Make an exact copy of all the entries, with the pictures left out.

___

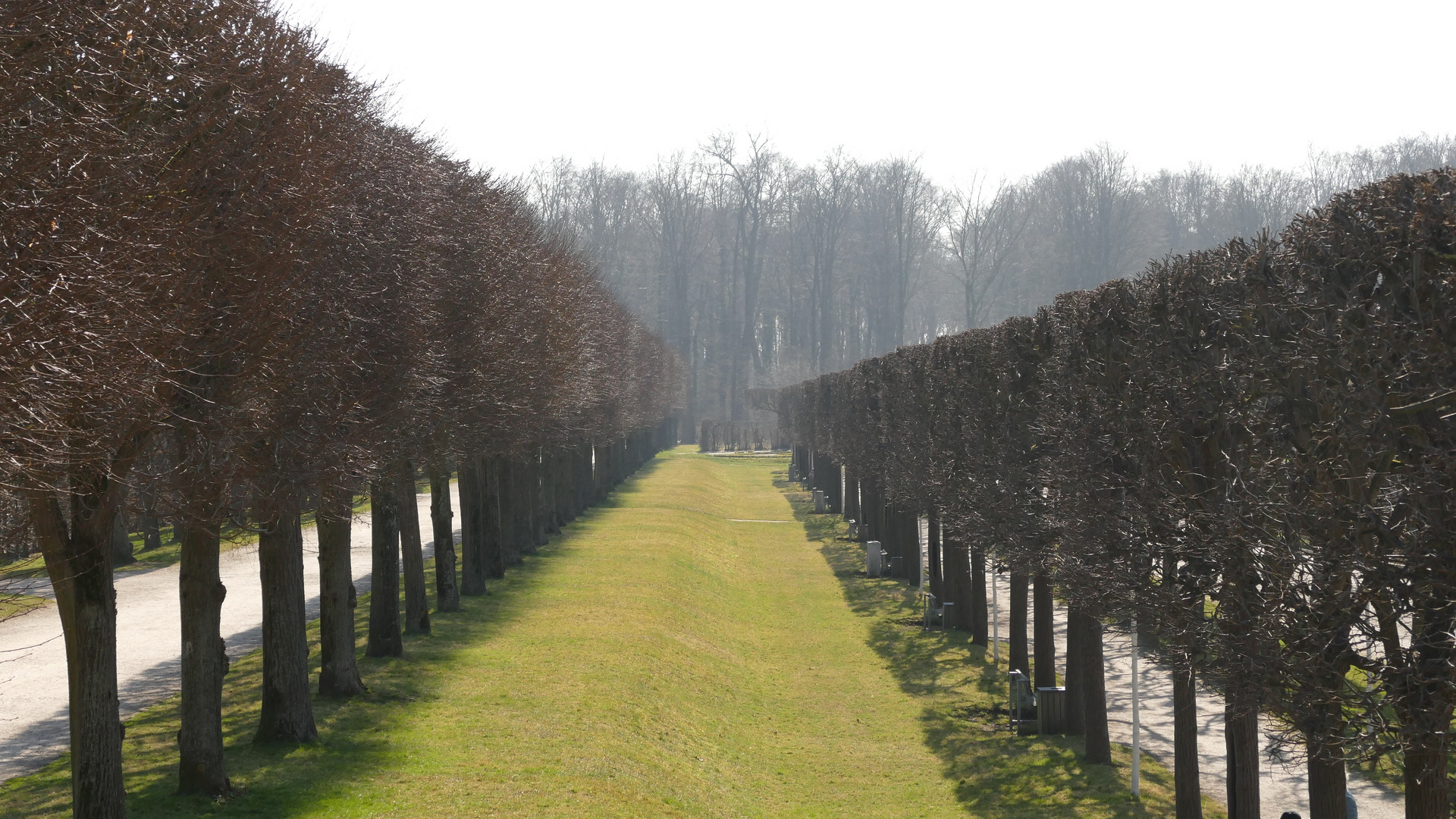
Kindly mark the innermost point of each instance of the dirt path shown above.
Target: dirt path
(1282, 787)
(34, 707)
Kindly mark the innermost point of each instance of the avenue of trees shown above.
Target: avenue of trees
(1250, 449)
(234, 292)
(761, 271)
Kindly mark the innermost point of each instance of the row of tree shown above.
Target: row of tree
(761, 271)
(1248, 449)
(234, 287)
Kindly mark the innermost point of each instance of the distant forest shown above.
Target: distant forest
(762, 273)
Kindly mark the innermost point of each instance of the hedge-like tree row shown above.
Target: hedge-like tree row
(234, 290)
(1250, 449)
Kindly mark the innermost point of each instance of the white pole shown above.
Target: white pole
(995, 620)
(1138, 754)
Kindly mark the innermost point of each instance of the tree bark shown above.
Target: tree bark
(981, 629)
(1094, 692)
(1327, 780)
(1018, 623)
(287, 711)
(1241, 736)
(384, 639)
(1187, 790)
(1076, 684)
(1044, 632)
(492, 523)
(441, 523)
(417, 598)
(934, 548)
(338, 672)
(201, 765)
(79, 566)
(120, 541)
(472, 575)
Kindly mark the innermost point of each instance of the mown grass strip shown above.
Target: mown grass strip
(655, 661)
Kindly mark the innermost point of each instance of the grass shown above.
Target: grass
(17, 605)
(654, 661)
(169, 551)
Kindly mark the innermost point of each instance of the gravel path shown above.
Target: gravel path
(34, 727)
(1282, 787)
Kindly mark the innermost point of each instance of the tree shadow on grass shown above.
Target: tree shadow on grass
(354, 735)
(965, 717)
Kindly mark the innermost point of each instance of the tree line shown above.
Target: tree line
(1248, 449)
(234, 292)
(762, 271)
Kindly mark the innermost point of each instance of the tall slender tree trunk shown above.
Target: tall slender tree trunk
(1094, 692)
(1187, 790)
(492, 523)
(1424, 704)
(201, 767)
(441, 523)
(287, 711)
(472, 491)
(981, 632)
(1076, 682)
(417, 598)
(1241, 736)
(77, 561)
(1327, 780)
(1044, 632)
(384, 639)
(338, 670)
(120, 541)
(1018, 623)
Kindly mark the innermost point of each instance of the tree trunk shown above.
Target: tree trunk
(77, 561)
(1076, 682)
(981, 632)
(1044, 632)
(1094, 692)
(1187, 792)
(1241, 736)
(204, 662)
(1327, 780)
(150, 534)
(417, 598)
(441, 523)
(287, 713)
(492, 523)
(338, 672)
(1018, 623)
(384, 639)
(472, 491)
(120, 541)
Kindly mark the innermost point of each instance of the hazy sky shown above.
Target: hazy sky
(993, 88)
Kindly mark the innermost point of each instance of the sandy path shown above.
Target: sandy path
(34, 707)
(1282, 787)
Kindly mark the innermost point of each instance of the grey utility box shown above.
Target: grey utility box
(1052, 710)
(873, 564)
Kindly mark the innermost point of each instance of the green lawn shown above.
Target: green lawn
(655, 661)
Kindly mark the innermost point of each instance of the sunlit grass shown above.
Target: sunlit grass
(654, 661)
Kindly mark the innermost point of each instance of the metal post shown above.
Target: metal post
(995, 618)
(1138, 754)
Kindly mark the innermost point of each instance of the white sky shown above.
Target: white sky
(995, 88)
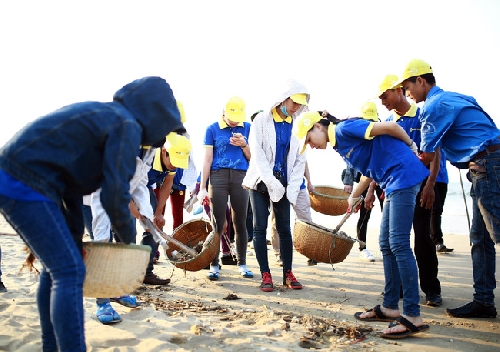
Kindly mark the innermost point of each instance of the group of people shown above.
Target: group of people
(53, 162)
(385, 154)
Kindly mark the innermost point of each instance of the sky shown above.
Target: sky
(54, 53)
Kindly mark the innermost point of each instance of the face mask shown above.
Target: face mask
(283, 110)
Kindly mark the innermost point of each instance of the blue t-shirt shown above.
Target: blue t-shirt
(385, 159)
(458, 124)
(283, 130)
(15, 189)
(226, 156)
(409, 122)
(177, 180)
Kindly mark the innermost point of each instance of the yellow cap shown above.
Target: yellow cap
(178, 148)
(299, 98)
(235, 110)
(303, 124)
(369, 111)
(181, 110)
(415, 67)
(390, 82)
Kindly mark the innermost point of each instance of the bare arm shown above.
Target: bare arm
(240, 141)
(363, 184)
(307, 175)
(207, 165)
(163, 195)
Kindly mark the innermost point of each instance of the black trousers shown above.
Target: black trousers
(425, 250)
(440, 189)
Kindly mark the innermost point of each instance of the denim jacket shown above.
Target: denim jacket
(79, 148)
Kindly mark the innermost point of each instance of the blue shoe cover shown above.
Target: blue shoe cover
(107, 315)
(128, 301)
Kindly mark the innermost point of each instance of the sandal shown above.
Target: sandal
(107, 315)
(410, 329)
(213, 276)
(379, 315)
(244, 272)
(127, 301)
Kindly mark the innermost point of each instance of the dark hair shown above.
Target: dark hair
(428, 77)
(327, 118)
(255, 114)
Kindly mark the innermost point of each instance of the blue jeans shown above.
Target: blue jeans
(0, 263)
(485, 228)
(260, 207)
(400, 266)
(43, 228)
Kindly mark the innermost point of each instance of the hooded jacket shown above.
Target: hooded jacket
(262, 143)
(79, 148)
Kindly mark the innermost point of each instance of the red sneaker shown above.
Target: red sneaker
(267, 282)
(290, 281)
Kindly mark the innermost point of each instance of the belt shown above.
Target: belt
(490, 149)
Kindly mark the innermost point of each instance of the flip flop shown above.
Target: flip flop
(212, 276)
(410, 329)
(379, 315)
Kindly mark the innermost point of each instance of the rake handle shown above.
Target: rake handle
(152, 227)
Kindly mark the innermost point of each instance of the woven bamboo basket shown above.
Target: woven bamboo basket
(329, 200)
(320, 243)
(192, 233)
(114, 269)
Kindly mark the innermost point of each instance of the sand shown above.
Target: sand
(194, 314)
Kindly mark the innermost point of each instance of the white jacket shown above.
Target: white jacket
(262, 143)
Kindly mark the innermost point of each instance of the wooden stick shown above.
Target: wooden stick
(152, 227)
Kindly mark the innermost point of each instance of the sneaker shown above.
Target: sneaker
(229, 260)
(290, 281)
(441, 248)
(129, 301)
(267, 282)
(153, 279)
(213, 274)
(472, 310)
(311, 262)
(156, 258)
(433, 300)
(244, 272)
(106, 314)
(366, 256)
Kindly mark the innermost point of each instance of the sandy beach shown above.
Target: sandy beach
(232, 314)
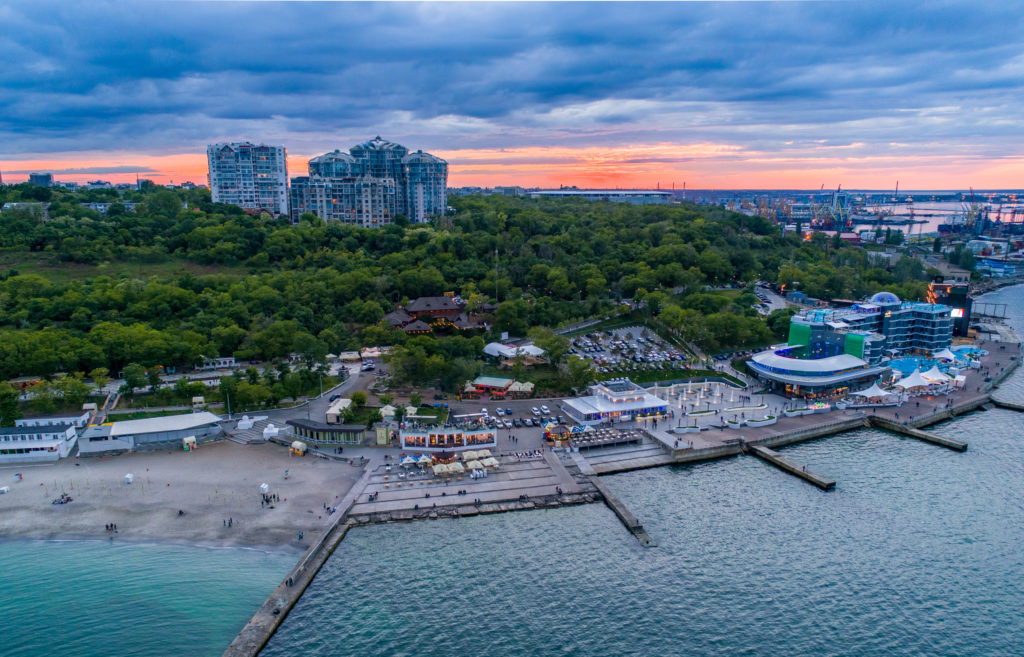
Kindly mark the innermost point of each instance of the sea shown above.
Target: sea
(918, 552)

___

◆ **Solution to this task**
Kindly mark the innermost point of each instance of the dirt path shown above.
Target: dirt path
(1282, 787)
(34, 707)
Kindly mark the innermost point of each instance of the avenue of trees shown above.
Target: avenue of trees
(1250, 449)
(234, 292)
(761, 271)
Kindly mark the innermost point of each instance of the row of tree shown above.
Target: row of tree
(761, 271)
(1248, 449)
(234, 287)
Kindly mark the innermost point of each instance of the distant forest shown above.
Target: distant forest
(762, 273)
Kindly mark the innermost point of each instance of the hedge-like tree row shown above.
Target: hedge-like tree row
(234, 290)
(1250, 449)
Kindly mark the innermost point of each instance of the white pole shown above.
Target: white pole
(995, 620)
(1138, 754)
Kindly mark the innermost point of each instance of the tree bark shown above.
Target: tree bark
(981, 629)
(1094, 692)
(1327, 780)
(1018, 623)
(287, 711)
(1241, 736)
(384, 639)
(1187, 790)
(1076, 684)
(1044, 632)
(492, 523)
(441, 523)
(417, 598)
(934, 548)
(338, 672)
(201, 765)
(79, 566)
(120, 541)
(472, 575)
Kindly mark the innermost point of each instance of the mown grass strip shown above.
Target: mown grass strip
(655, 661)
Kindly mark the innermost point of each instance of the grass shown above.
Target: grass
(17, 605)
(654, 661)
(169, 551)
Kindly mark the innermost point of each instance of the gravel path shown above.
Target: gravel path
(34, 727)
(1282, 787)
Kindly mark the innermost point of each instance of the tree shadow on grass shown above.
Target: tree shadow on grass
(354, 735)
(965, 717)
Kindly mark the innermost point of each instance of the tree line shown above.
Target: tree line
(1248, 449)
(234, 292)
(762, 271)
Kindly mark the innermost point of each instance of the tall slender tree trunk shown above.
Target: tall slender tree trunk
(1094, 692)
(1187, 790)
(492, 523)
(1424, 704)
(201, 767)
(441, 523)
(287, 711)
(472, 491)
(981, 632)
(1076, 682)
(417, 598)
(1241, 736)
(77, 561)
(1327, 780)
(1044, 632)
(384, 639)
(338, 670)
(120, 541)
(1018, 623)
Kindly mark the innermost point of each instance of the tree trunk shown above.
Target: tree trunk
(77, 561)
(1076, 682)
(981, 632)
(1044, 632)
(1094, 692)
(1187, 792)
(1241, 736)
(204, 662)
(1327, 780)
(150, 534)
(417, 598)
(441, 523)
(287, 713)
(492, 523)
(338, 672)
(1018, 623)
(384, 639)
(472, 491)
(120, 541)
Kindly mark the innermost point of each instance of the hazy sky shown above.
Target: hazy sky
(993, 88)
Kindly mark the innermost point of each instance of the sandy path shown above.
Target: sandy path
(34, 707)
(1282, 787)
Kindly mark the innermost point of each instance of the grey utility box shown above.
Target: grey utility box
(1052, 710)
(873, 564)
Kindly mark the innermost point of each instance of the green lawn shown above.
Target: green lawn
(655, 661)
Kindly mark the innermost point of each instance of the sunlit grass shown above.
Target: sunlit grass
(654, 661)
Kindly mark the innermost point of each instance of the metal post shown above.
Target: metal post
(995, 618)
(1138, 754)
Kindly mark the innermost point of each instance of the white sky shown above.
Target: white sky
(995, 88)
Kindly mark the innermost point of each instance of the group of people shown above.
Target: group of people
(53, 162)
(385, 154)
Kindly mark the innermost point of each instance of the sky shown above.
Target: sky
(54, 53)
Kindly mark the innermost point of each instance of the face mask shown above.
Target: face mask
(283, 110)
Kindly mark the innermost point of each instance of the blue t-shirt shown above.
Target: blue t-shirt
(385, 159)
(458, 124)
(283, 130)
(15, 189)
(226, 156)
(409, 122)
(177, 180)
Kindly mark the innermost point of each instance of the yellow cap shown above.
Target: yellow cap
(178, 148)
(299, 98)
(235, 110)
(303, 124)
(369, 111)
(181, 110)
(415, 67)
(390, 82)
Kindly mark the innermost point of each instance of the bare arm shown above.
Target: bare arm
(240, 141)
(363, 184)
(307, 175)
(207, 165)
(163, 195)
Kindly mark the innermost point of each instance of the black trousers shown above.
Target: black trousers
(425, 250)
(440, 189)
Kindly mark the innermost point of each instance of the denim jacket shown above.
Target: denim jacket
(79, 148)
Kindly mark the innermost point of each instance of the blue shoe cover shown above.
Target: blue shoe cover
(107, 315)
(128, 301)
Kindly mark the innermost point of each instance of the sandal shown above.
Target: sandal
(107, 315)
(410, 329)
(213, 276)
(379, 315)
(244, 272)
(127, 301)
Kindly mark the innermost point of each instance of the dark hair shown above.
Target: dark hair
(428, 77)
(327, 118)
(255, 114)
Kindly mark the innermost point of each instance of the blue jeans shown above.
Target: blue jeans
(0, 263)
(485, 228)
(260, 207)
(400, 266)
(43, 228)
Kindly mark the innermost point of each instance of the hooded jacket shown above.
Target: hooded jacket
(262, 143)
(79, 148)
Kindly mark the innermost point of each instance of the red sneaker shown above.
Target: red sneaker
(267, 282)
(290, 281)
Kindly mark the innermost point of each instance of the belt shown above.
Target: belt
(490, 149)
Kindly mark the innermost point of each instance of the flip flop shown above.
Target: flip flop
(212, 276)
(410, 329)
(379, 315)
Kindly mark the innermost point of each instance of the rake handle shown above.
Target: rake handle
(152, 227)
Kindly mark the innermost point of each instance of the woven bamboo basket shown above.
Target: woven bamboo basket
(329, 200)
(320, 243)
(192, 233)
(114, 269)
Kindly mark the innermost point of each instance of the sand shown above.
Target: sand
(194, 314)
Kindly mark the innermost point of each instance of the white jacket shown above.
Target: white jacket
(262, 143)
Kindly mark the innermost point of each instance of the wooden stick shown above.
Target: wooden stick
(152, 227)
Kindly mark the innermost point of each instance of the sneaker shown above.
Target: sneaker
(229, 260)
(290, 281)
(441, 248)
(129, 301)
(267, 282)
(153, 279)
(213, 274)
(472, 310)
(311, 262)
(156, 258)
(433, 300)
(244, 272)
(106, 314)
(366, 256)
Kindly mark the innermost point of each instance of the sandy beach shown above.
Target: sandy beach
(232, 314)
Kindly mark the innermost point of each instance of the sea shown above.
Target: sea
(918, 552)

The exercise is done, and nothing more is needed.